AUFGABENSTELLUNG:
Gib alle folgenden Zeilen Wort für Wort aus, lass die Bilder dabei aber weg.

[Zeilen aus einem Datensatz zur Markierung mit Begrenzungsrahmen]
------------------------

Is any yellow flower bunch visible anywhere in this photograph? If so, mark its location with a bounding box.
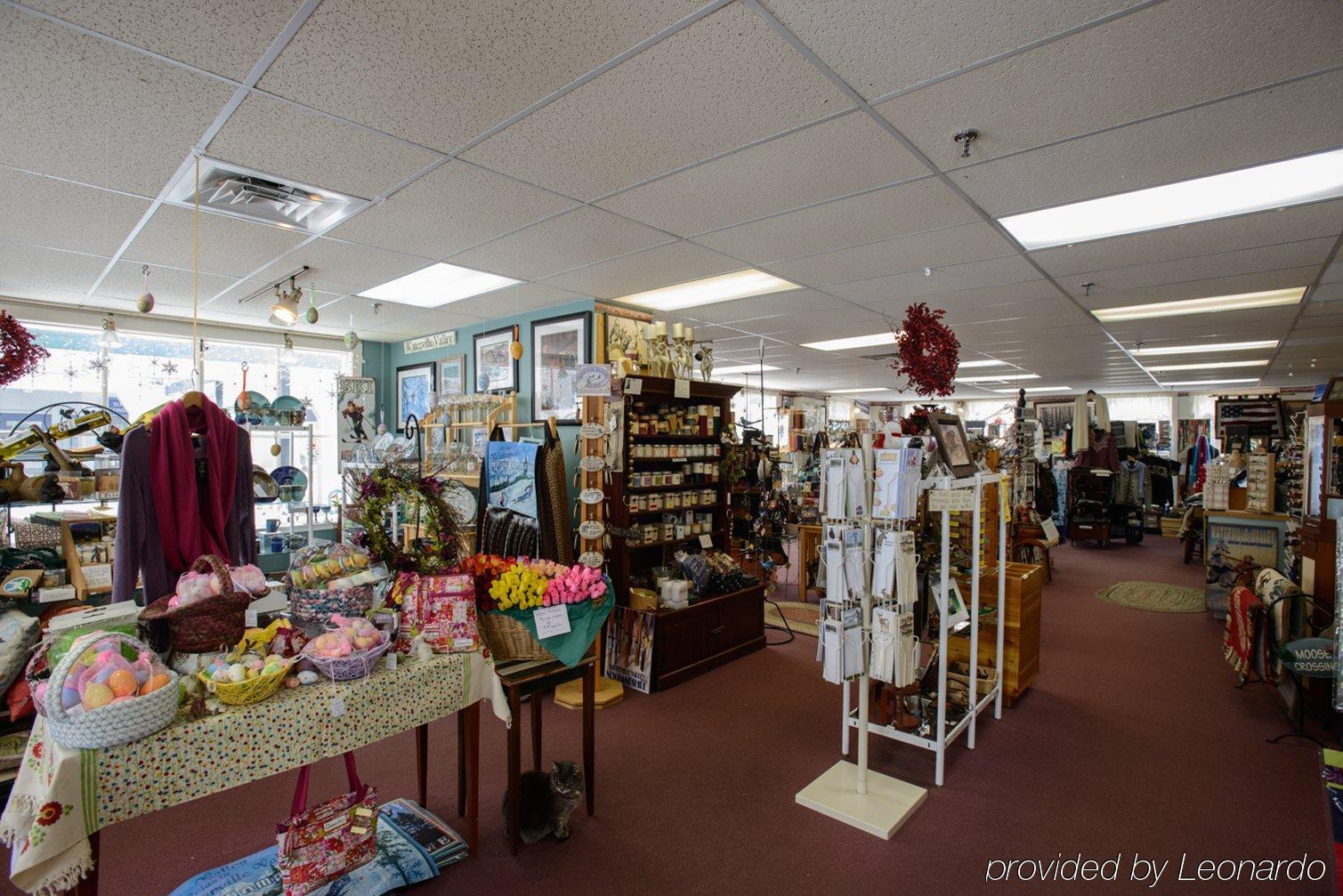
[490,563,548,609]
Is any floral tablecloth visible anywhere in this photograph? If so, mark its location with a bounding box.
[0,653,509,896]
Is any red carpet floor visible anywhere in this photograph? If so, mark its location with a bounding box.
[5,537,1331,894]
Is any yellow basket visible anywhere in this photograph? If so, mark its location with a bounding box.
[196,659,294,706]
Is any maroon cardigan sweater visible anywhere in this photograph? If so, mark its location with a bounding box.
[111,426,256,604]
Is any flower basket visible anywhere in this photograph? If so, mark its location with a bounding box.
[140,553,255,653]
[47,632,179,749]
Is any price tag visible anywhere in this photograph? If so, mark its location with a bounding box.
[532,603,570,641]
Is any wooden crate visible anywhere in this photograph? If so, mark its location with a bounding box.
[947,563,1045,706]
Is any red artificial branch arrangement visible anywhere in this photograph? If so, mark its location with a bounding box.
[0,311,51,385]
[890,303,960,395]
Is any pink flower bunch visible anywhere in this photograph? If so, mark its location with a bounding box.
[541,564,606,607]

------------------------

ERGEBNIS:
Is any yellow flower bunch visible anywhere in this photograph? If so, mark its location with a bounding box.
[490,563,548,609]
Is any floral tablecloth visible anywhere in this photograph? If so, mark its location with a bounding box.
[0,653,509,896]
Is any red carpet floor visible anywhere in this photograph? If so, mark its location with a bounding box.
[5,537,1331,894]
Is any yellow basket visible anywhere in this photograph? If so, mark its location with a bounding box.
[196,659,294,706]
Is any maroon cardigan sweater visible anywhere in this photograph? If so, mark its location with a bounding box.
[111,426,256,604]
Is any flower basket visible anywhere in this photograph? If so, mark its location with a bounding box.
[140,553,255,653]
[47,632,179,749]
Is any price tag visible anywhere in this photograph? If so, mark its location with a bounding box.
[532,603,570,641]
Is any wooden crate visible anywhere in this photograph? If so, mark its location with a bounding box.
[947,563,1045,706]
Is any red artificial branch arrangement visible anywhere in this photograph? If so, mark its location with a bounding box.
[0,311,51,385]
[890,303,960,395]
Is any pink flower bunch visible anywhere in this photograph? If so, mark its location with a bounding box.
[541,564,606,607]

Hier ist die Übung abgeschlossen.